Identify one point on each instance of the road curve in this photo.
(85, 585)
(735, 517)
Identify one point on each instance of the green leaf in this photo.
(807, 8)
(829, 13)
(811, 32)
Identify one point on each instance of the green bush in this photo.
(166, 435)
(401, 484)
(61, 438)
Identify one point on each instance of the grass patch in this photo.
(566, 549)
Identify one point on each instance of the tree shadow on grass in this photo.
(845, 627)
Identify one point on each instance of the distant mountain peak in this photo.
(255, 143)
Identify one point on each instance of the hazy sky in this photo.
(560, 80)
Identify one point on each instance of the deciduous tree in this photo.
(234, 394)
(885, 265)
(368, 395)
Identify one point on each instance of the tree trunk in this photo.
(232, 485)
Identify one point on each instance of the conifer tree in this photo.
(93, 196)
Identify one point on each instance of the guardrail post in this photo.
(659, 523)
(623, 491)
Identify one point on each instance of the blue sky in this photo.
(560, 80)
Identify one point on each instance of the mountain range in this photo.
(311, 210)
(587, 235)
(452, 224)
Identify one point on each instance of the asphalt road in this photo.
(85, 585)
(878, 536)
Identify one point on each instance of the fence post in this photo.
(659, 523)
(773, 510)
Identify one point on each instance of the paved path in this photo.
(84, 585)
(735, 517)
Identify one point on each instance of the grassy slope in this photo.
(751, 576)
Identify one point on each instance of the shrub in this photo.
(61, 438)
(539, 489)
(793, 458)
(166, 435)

Requirement:
Please repeat the complete material exactly, with nothing omitted.

Output of the exercise:
Identify one point on each instance of the road curve in this photo.
(85, 585)
(735, 517)
Identify one point on each instance of the green leaf in this photo.
(807, 8)
(829, 13)
(811, 32)
Identify one point on each instance of the green bush in this photo.
(166, 435)
(401, 484)
(61, 438)
Identify one point on each instance of the grass patch in this photo.
(566, 549)
Identify one point on each instance of the tree shadow on grass in this photo.
(845, 627)
Identify one point on each instance of the distant mountain peak in this photo.
(255, 143)
Identify one point on each instance of the hazy sky in this photo.
(560, 80)
Identify one point on each instance of the deciduous tree in this photo.
(234, 394)
(885, 265)
(368, 395)
Identify one point on each instance of the tree trunk in this photo.
(232, 485)
Identify one point on each instance of the conifer tree in this photo.
(93, 196)
Identify one point on each instance of the guardrail post in this photo.
(659, 523)
(623, 491)
Identify one point on each instance of the blue sky in this photo.
(560, 80)
Identify one point on each instance of the mountain range in this photo.
(311, 210)
(587, 235)
(452, 224)
Identify one point on each instance of the asphalt road in this photo.
(85, 585)
(878, 536)
Identify one point on each instance of the fence post in this photo.
(659, 523)
(773, 510)
Identify one point on each instance of the paved path in this photo.
(84, 585)
(735, 517)
Identify one point on each instance of the grassy slope in this photo.
(751, 576)
Identify one point on each instance of the shrub in this photo.
(61, 438)
(539, 489)
(793, 458)
(166, 435)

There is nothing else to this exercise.